- TASK TO CARRY OUT:
Please write out each entry below exactly as given.

- RECORDS FOR THE TASK:
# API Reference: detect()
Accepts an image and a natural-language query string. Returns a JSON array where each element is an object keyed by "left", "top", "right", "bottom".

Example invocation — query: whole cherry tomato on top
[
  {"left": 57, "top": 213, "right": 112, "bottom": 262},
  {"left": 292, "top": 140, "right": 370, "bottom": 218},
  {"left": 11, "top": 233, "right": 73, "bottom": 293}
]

- SOLUTION FOR THIS EXERCISE:
# API Reference: detect()
Accepts an image and a natural-language query string. Returns a JSON array where each element is an object keyed by "left", "top", "right", "bottom".

Example invocation — query: whole cherry tomato on top
[
  {"left": 57, "top": 213, "right": 112, "bottom": 262},
  {"left": 292, "top": 140, "right": 370, "bottom": 218},
  {"left": 11, "top": 233, "right": 73, "bottom": 293}
]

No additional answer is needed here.